_Stored records:_

-- start --

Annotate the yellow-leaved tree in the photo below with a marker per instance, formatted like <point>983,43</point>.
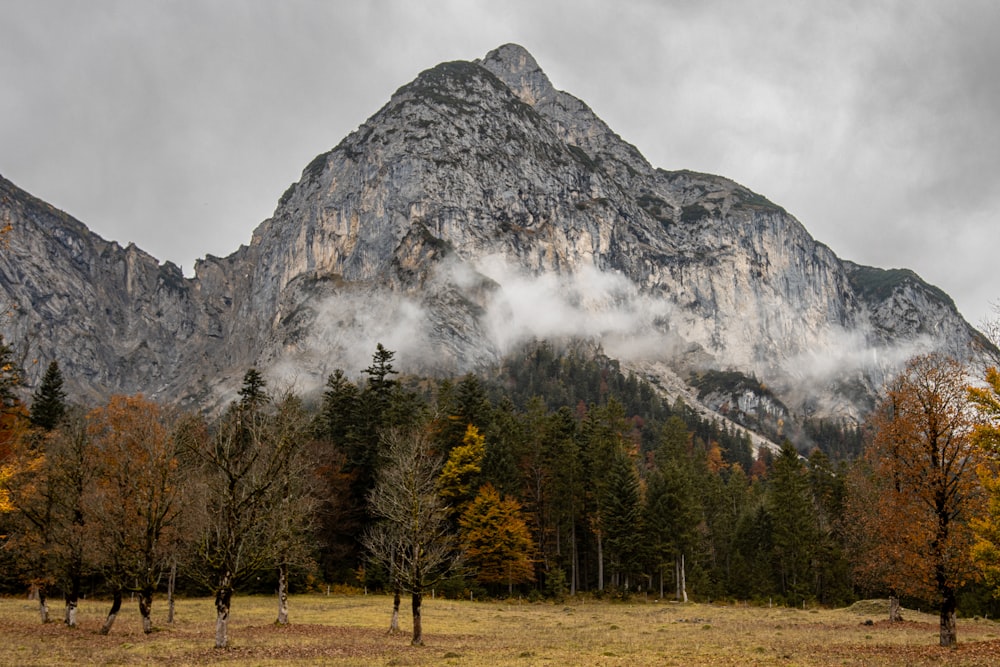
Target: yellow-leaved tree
<point>986,436</point>
<point>496,540</point>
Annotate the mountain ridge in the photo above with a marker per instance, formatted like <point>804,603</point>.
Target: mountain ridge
<point>477,208</point>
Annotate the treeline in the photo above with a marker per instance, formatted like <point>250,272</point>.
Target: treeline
<point>554,475</point>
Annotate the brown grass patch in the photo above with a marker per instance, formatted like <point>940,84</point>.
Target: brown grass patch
<point>351,630</point>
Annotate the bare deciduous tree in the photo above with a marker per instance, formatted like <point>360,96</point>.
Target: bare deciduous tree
<point>245,504</point>
<point>413,540</point>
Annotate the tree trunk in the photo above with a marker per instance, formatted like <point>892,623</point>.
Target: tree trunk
<point>116,605</point>
<point>894,609</point>
<point>575,577</point>
<point>394,623</point>
<point>43,605</point>
<point>146,609</point>
<point>72,600</point>
<point>223,599</point>
<point>418,630</point>
<point>682,579</point>
<point>949,631</point>
<point>283,594</point>
<point>171,583</point>
<point>600,563</point>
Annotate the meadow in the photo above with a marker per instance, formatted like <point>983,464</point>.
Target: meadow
<point>351,630</point>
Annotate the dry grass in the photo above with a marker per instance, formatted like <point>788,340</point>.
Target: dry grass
<point>350,630</point>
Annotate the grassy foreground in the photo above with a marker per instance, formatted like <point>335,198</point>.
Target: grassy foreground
<point>350,630</point>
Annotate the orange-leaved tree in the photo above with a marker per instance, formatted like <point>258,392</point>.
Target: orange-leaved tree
<point>133,505</point>
<point>917,489</point>
<point>986,436</point>
<point>496,540</point>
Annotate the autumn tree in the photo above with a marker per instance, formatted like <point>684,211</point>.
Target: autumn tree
<point>292,519</point>
<point>496,541</point>
<point>412,538</point>
<point>986,436</point>
<point>52,475</point>
<point>918,490</point>
<point>241,494</point>
<point>135,499</point>
<point>461,471</point>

-- end --

_Problem:_ Can you reproduce every line of the data above word for word, leaving out the picture?

_The completed task:_
Annotate the yellow-leaved tree in the photo below with a marker per instance, formatted like <point>983,43</point>.
Target: yellow-leaved tree
<point>986,436</point>
<point>496,540</point>
Annotate the mountain ridge in the photo above with a marker per instance, formatted like <point>804,603</point>.
Target: mountain ridge
<point>477,208</point>
Annotate the treeline in the photo above with a marker per instance, formatted like <point>250,272</point>.
Target: treeline
<point>554,475</point>
Annotate the brown grass patch in the photo above with a marker per instance, formatted like <point>940,84</point>.
Target: brown grass patch
<point>351,630</point>
Annotate the bare deciduous tree in the photo above with a marker per instance, formatted like <point>360,96</point>.
Target: bare deciduous tree
<point>245,504</point>
<point>413,540</point>
Annotate the tree trunk in the photo above with a marker per instance, formatted like <point>892,623</point>.
Target: tree trunk
<point>116,605</point>
<point>894,609</point>
<point>575,577</point>
<point>394,623</point>
<point>43,605</point>
<point>146,609</point>
<point>72,600</point>
<point>223,599</point>
<point>418,630</point>
<point>682,579</point>
<point>949,631</point>
<point>283,594</point>
<point>171,583</point>
<point>600,563</point>
Annotate the meadow in the photo above with a marker per instance, formatted like <point>983,464</point>.
Target: meadow
<point>351,630</point>
Annotate the dry grass in the photo above with a marker per instance, formatted like <point>788,340</point>.
Target: dry grass
<point>350,630</point>
Annotate the grassy foreground in the photo above with a marker per instance, formatted like <point>335,198</point>.
Target: grassy foreground
<point>350,630</point>
Annotate the orange-leaved tree in the photo above with a marker per instance, formatted like <point>258,392</point>.
Target: orange-leaved tree
<point>133,505</point>
<point>917,489</point>
<point>986,436</point>
<point>496,540</point>
Annotate the autumn tree in the photo above with a marker per instance, formatted like <point>684,211</point>.
Target: autumn tree
<point>292,519</point>
<point>496,541</point>
<point>412,538</point>
<point>986,436</point>
<point>52,475</point>
<point>918,490</point>
<point>241,494</point>
<point>135,499</point>
<point>461,471</point>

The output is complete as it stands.